Request: Copy, word for word, the lines of the material from the line containing "the black and" through the line containing "Target: black and white photograph", including both of those lines.

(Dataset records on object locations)
○ ○ ○ ○
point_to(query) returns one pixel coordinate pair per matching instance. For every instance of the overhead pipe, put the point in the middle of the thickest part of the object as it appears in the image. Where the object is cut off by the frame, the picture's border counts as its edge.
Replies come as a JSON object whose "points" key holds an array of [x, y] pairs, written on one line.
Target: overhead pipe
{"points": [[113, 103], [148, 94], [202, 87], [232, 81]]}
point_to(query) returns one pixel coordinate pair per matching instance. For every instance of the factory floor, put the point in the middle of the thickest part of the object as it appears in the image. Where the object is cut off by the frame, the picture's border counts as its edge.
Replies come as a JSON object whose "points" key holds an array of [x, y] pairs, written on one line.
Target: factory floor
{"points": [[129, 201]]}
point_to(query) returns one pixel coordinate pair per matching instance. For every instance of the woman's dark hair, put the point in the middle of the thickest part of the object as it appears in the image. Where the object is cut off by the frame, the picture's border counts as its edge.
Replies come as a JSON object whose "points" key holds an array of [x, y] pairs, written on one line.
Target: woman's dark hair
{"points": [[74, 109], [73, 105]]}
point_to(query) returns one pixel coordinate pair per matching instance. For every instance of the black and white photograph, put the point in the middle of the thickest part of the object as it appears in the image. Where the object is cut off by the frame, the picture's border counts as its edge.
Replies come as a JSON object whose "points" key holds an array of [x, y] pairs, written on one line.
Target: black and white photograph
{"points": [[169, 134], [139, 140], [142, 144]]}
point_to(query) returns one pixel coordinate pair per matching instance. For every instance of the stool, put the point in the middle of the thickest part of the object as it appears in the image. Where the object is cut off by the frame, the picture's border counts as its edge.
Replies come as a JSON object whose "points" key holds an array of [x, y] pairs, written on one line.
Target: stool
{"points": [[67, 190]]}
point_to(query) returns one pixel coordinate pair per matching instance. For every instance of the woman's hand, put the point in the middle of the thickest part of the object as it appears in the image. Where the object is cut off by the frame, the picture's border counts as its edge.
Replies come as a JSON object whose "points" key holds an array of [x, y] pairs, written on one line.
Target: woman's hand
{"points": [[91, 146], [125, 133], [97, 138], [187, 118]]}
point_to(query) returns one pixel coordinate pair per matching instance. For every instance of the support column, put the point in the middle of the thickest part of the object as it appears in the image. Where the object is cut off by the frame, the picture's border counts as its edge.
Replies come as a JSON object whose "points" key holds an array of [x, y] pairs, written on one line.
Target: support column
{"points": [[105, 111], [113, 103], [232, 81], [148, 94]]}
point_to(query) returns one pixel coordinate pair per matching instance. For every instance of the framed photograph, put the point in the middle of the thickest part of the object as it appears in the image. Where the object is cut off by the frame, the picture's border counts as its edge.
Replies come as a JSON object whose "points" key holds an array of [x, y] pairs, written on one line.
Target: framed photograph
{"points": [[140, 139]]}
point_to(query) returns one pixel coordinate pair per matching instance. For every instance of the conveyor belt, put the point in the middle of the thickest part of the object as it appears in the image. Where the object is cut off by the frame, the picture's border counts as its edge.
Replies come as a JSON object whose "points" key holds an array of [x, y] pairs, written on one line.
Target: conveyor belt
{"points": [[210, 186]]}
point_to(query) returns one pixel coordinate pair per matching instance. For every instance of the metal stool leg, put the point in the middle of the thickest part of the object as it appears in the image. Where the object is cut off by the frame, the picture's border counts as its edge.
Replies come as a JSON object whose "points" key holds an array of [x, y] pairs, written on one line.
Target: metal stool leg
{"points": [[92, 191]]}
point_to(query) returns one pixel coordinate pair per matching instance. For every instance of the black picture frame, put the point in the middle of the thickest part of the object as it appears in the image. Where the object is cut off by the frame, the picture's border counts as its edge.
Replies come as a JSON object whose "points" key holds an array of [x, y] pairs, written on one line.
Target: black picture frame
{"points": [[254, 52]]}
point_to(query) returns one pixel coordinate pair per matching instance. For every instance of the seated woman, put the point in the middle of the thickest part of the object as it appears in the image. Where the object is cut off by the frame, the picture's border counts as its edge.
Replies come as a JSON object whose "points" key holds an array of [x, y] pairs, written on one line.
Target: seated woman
○ ○ ○ ○
Response to this exercise:
point_to(query) returns one pixel coordinate pair per matching instance. For every instance of the black and white photograph, put the point in the middle of the thickest part of the object as it appears in the image. Where the object is cut off by the frame, the picture's border counts as its edge.
Replies come as a JSON object whose "points" key holds an array of [x, y] pairs, written on one line.
Target: black and white photograph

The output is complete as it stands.